* **Task item**
Output each entry exactly as written.
*** Records for processing ***
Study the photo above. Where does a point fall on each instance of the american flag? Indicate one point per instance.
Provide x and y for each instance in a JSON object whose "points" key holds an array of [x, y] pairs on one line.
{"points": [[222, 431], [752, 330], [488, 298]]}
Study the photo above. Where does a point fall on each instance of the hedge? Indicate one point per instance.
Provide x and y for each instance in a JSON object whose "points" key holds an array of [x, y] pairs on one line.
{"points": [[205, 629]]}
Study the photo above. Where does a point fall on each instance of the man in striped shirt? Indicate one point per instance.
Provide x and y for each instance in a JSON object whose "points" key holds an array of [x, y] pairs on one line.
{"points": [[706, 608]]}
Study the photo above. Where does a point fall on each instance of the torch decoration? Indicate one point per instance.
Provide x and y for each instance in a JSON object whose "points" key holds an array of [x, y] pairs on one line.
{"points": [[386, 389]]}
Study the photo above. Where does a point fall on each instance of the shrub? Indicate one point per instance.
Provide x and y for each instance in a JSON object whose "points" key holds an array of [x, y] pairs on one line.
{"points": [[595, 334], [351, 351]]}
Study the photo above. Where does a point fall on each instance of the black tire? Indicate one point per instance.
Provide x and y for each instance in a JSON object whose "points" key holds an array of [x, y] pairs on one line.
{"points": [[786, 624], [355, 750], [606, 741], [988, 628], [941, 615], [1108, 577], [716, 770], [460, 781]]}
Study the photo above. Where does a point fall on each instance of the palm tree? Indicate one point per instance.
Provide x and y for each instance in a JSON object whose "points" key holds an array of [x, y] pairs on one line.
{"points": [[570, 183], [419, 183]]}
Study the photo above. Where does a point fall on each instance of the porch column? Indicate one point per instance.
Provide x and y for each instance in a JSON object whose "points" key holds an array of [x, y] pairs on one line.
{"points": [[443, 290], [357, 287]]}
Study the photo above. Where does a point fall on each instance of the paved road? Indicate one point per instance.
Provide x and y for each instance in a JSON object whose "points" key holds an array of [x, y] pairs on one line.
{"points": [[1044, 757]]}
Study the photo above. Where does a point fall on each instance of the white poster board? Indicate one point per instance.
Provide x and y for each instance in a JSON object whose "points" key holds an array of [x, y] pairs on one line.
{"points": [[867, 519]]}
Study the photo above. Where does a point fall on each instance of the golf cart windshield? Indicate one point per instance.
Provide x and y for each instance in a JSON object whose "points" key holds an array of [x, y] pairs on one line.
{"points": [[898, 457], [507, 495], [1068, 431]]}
*** End of Records for processing ***
* **Answer section**
Study the photo above. Where does a point fall on each instance of the american flag? Indicate one point per instance.
Provide x and y for each instance in a JSON object whose "points" key holds an array of [x, y] pairs on one line.
{"points": [[222, 431], [752, 330], [488, 298]]}
Study the photo above. Where does a point fall on each instance of the hedge? Indicate one point per instance.
Provide x and y for each instance in a JSON object whose "points" key holds an array of [x, y] pairs on one line.
{"points": [[205, 629]]}
Study the photo above. Where does a point fall on each instance of the man in striped shirt? Indicate one point per instance.
Provide x and y for each instance in a JSON object whose "points" key holds an array of [x, y] pairs on one line.
{"points": [[706, 608]]}
Study the photo above. Where does a point fall on each instance of the torch decoration? Indicate one point per instance.
Provide x and y for each instance in a JSON object whose "points" key holds an array of [x, y] pairs on one line.
{"points": [[386, 389]]}
Study the photo above. Where does a point fall on each instance of the shrub? Indicate one point per instance.
Provide x and y for each instance in a JSON object whose "points" key holds an array of [x, y] pairs on one line.
{"points": [[595, 334], [351, 351]]}
Study the photo above. Where does a point fall on each instance of the black tire? Indicate one point per instance.
Provide x and y for each instance in a JSON object whose "points" key holds an array of [x, y] pairs on one line.
{"points": [[786, 624], [355, 750], [606, 741], [988, 628], [941, 615], [1108, 577], [716, 770], [460, 781]]}
Study the photo above. Where does a point fall on each instance of the palm tree? Indicate one point per instance.
Provide x and y for each instance in a JSON object whose "points" key holds an array of [x, y] pairs on one line.
{"points": [[570, 183], [419, 183]]}
Study the photo above. Where does a point fall on each instance of the porch column? Indicate one point per instance.
Provide x and y for each instance in a JSON object whose "points" key holds an array of [x, y] pairs on one line.
{"points": [[443, 290], [357, 287]]}
Study the photo above. Where does a point fall on each instance of the paved road? Indicate one point per instance.
Provide x and y for each instance in a JSON object whose "points" key holds an array of [x, y] pairs on one line.
{"points": [[1044, 757]]}
Study the photo above. Where does a point fall on each instance of the white poster board? Indicate one point per instance.
Provide x and y for each instance in a JSON object whose "points" key holds an array of [x, y] pairs on one line.
{"points": [[867, 519]]}
Study the photo above. Where does a point fall on each instance of the golf cart windshield? Indicate one point per instance.
Provide x and y for each instance in a JSON object whose "points" key holds an array of [x, y] pairs on one line.
{"points": [[898, 457], [507, 495], [1068, 431]]}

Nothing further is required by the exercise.